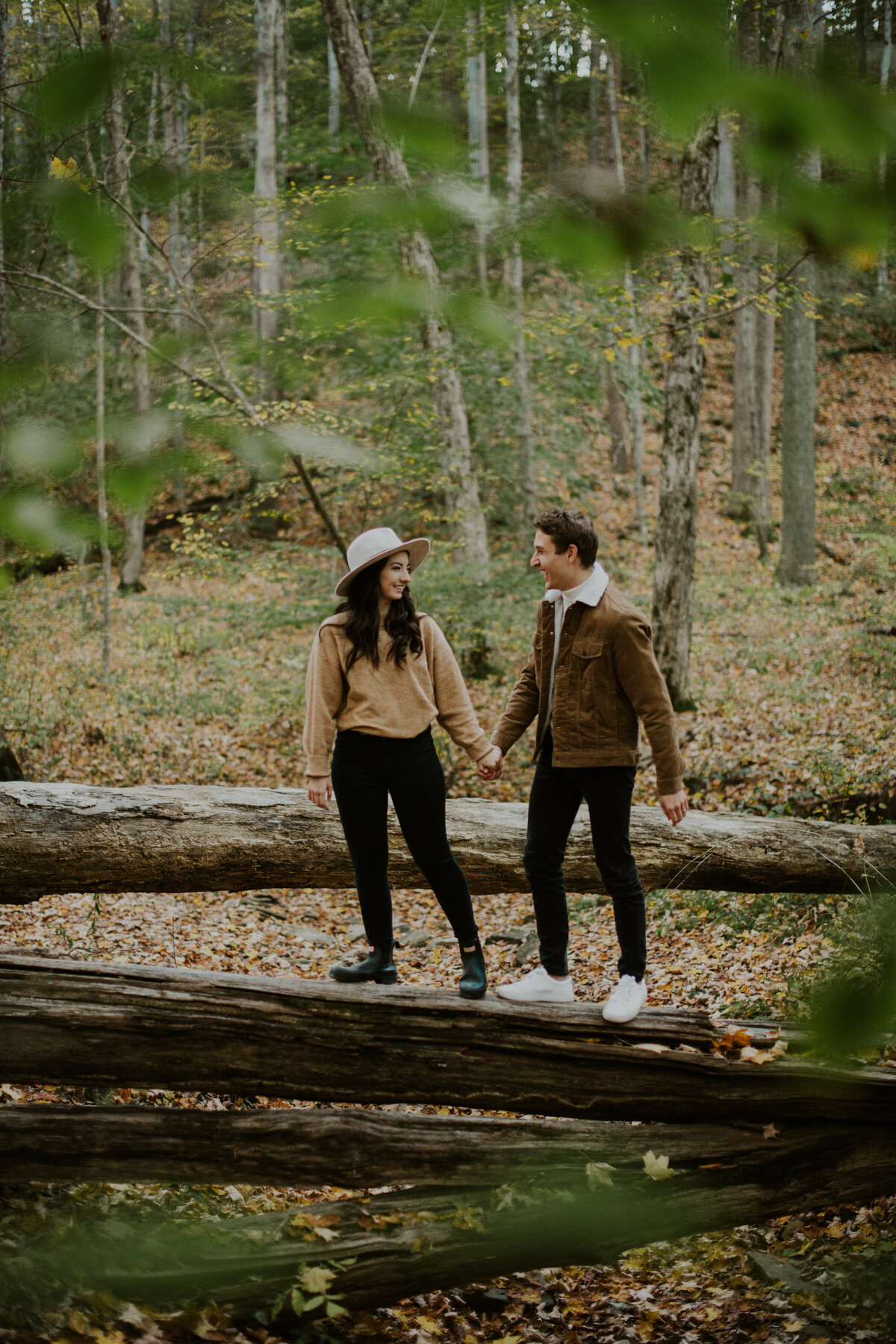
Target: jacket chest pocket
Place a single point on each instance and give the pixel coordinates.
(586, 651)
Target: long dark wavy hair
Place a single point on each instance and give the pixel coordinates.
(363, 625)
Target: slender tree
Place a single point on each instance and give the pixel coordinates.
(131, 282)
(526, 435)
(267, 260)
(477, 109)
(676, 535)
(886, 60)
(803, 33)
(458, 470)
(102, 508)
(334, 105)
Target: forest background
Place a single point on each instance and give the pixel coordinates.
(270, 276)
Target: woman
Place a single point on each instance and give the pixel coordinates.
(379, 675)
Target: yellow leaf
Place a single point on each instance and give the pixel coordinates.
(657, 1169)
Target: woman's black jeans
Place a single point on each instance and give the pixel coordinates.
(366, 772)
(555, 799)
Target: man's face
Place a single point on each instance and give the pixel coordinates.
(558, 570)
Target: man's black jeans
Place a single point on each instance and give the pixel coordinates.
(555, 799)
(366, 772)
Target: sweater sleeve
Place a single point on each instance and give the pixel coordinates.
(521, 707)
(324, 694)
(454, 709)
(644, 683)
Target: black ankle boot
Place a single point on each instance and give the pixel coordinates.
(378, 965)
(474, 980)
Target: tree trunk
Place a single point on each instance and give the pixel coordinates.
(281, 84)
(887, 26)
(595, 93)
(267, 261)
(334, 107)
(620, 460)
(477, 119)
(119, 183)
(57, 838)
(461, 485)
(676, 537)
(102, 508)
(394, 1246)
(358, 1149)
(114, 1026)
(514, 275)
(803, 31)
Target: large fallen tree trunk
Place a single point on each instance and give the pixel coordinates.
(155, 1027)
(58, 838)
(355, 1149)
(391, 1246)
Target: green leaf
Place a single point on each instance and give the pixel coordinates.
(87, 223)
(40, 448)
(73, 90)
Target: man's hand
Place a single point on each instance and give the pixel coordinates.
(320, 791)
(673, 804)
(491, 765)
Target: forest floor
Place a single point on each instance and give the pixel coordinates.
(795, 712)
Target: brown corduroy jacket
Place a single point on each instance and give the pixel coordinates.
(606, 679)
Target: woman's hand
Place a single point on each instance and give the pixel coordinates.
(491, 765)
(320, 791)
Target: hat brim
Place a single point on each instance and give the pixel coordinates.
(417, 549)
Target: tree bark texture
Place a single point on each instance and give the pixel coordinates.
(514, 275)
(358, 1149)
(117, 1026)
(415, 1241)
(460, 480)
(676, 534)
(267, 260)
(57, 838)
(119, 183)
(803, 33)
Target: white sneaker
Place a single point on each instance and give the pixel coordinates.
(626, 1001)
(539, 988)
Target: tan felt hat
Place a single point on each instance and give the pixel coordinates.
(375, 544)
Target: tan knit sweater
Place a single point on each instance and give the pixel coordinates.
(388, 702)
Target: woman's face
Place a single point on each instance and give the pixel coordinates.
(395, 576)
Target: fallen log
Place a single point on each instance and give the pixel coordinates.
(393, 1246)
(57, 838)
(65, 1021)
(355, 1149)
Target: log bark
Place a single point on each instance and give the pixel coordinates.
(437, 1239)
(58, 838)
(354, 1149)
(77, 1023)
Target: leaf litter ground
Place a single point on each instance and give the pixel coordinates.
(795, 709)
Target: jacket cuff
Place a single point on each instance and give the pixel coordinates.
(480, 747)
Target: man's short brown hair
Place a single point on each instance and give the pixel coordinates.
(570, 527)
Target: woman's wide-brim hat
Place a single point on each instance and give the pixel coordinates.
(375, 544)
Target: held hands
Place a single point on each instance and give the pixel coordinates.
(320, 791)
(491, 765)
(675, 806)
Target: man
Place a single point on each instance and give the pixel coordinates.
(590, 676)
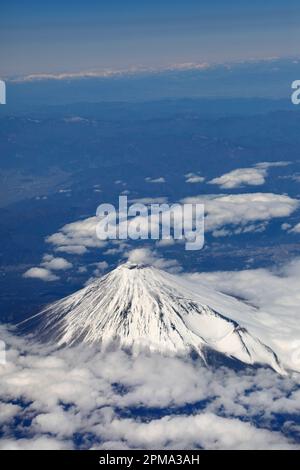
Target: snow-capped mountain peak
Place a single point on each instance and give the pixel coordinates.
(141, 307)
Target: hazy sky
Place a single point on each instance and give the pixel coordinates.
(61, 36)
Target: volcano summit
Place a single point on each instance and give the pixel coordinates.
(139, 307)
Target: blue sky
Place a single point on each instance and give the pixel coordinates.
(36, 37)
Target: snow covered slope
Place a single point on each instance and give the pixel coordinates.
(141, 307)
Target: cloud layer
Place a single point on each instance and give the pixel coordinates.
(91, 399)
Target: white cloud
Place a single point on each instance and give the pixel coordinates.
(242, 209)
(252, 176)
(55, 264)
(40, 273)
(194, 178)
(160, 179)
(149, 200)
(62, 392)
(295, 229)
(241, 177)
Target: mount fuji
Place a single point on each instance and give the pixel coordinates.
(139, 307)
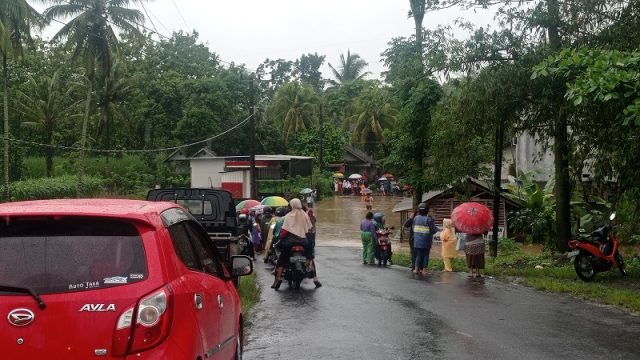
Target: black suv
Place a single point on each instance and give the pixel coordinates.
(213, 208)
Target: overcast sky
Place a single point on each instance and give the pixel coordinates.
(249, 31)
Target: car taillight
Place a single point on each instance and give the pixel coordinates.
(153, 317)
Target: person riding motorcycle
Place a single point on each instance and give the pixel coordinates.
(268, 246)
(379, 222)
(295, 226)
(243, 228)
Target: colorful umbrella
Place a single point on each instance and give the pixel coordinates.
(259, 209)
(247, 204)
(472, 218)
(274, 201)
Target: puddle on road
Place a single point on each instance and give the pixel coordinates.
(339, 219)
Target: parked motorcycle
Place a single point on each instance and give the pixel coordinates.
(296, 270)
(592, 257)
(383, 252)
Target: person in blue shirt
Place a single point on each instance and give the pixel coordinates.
(423, 229)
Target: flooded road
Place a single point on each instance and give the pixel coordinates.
(367, 312)
(339, 219)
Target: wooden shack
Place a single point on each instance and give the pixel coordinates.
(441, 204)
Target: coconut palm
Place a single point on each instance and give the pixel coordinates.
(294, 107)
(112, 92)
(374, 113)
(17, 19)
(45, 103)
(93, 39)
(351, 69)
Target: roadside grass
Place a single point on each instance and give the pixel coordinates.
(556, 274)
(249, 295)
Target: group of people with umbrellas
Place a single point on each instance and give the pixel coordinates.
(464, 231)
(274, 216)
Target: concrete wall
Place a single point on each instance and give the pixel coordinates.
(530, 158)
(206, 172)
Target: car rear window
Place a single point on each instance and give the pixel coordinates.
(197, 207)
(53, 255)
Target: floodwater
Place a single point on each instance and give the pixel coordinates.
(339, 219)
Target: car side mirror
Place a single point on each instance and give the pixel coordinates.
(241, 265)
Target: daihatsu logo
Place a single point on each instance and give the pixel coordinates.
(21, 317)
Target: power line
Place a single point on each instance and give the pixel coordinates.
(73, 148)
(144, 8)
(180, 13)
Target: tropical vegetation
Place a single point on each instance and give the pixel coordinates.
(105, 90)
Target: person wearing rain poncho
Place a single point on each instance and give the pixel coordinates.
(379, 222)
(423, 230)
(294, 230)
(369, 238)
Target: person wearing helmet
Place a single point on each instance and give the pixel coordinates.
(409, 225)
(268, 246)
(423, 229)
(264, 224)
(243, 230)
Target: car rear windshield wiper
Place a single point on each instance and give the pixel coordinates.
(24, 290)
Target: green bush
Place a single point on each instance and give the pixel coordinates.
(53, 188)
(130, 175)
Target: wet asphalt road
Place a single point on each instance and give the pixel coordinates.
(366, 312)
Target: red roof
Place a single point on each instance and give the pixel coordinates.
(121, 208)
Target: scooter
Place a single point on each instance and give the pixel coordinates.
(591, 257)
(296, 270)
(384, 247)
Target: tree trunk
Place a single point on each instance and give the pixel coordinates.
(5, 85)
(83, 137)
(418, 10)
(49, 149)
(560, 145)
(563, 183)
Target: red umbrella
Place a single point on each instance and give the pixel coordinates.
(472, 218)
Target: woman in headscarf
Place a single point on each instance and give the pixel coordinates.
(449, 239)
(294, 230)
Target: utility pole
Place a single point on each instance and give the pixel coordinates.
(321, 138)
(252, 136)
(497, 177)
(321, 120)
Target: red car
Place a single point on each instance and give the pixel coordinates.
(114, 279)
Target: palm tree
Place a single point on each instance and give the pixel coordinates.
(294, 106)
(374, 113)
(17, 19)
(44, 104)
(113, 91)
(93, 39)
(351, 69)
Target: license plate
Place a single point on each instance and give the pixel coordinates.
(573, 253)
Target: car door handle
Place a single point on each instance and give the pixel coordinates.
(198, 302)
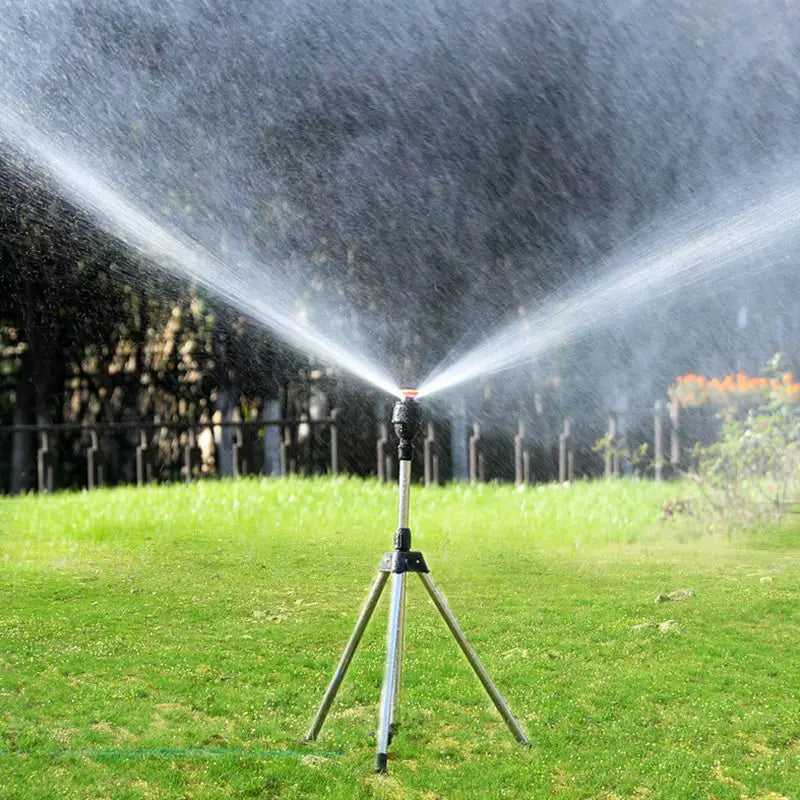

Exercise directions: Show each line above that contains the word "green".

Finished answer:
Target: green leaf
Target: green bush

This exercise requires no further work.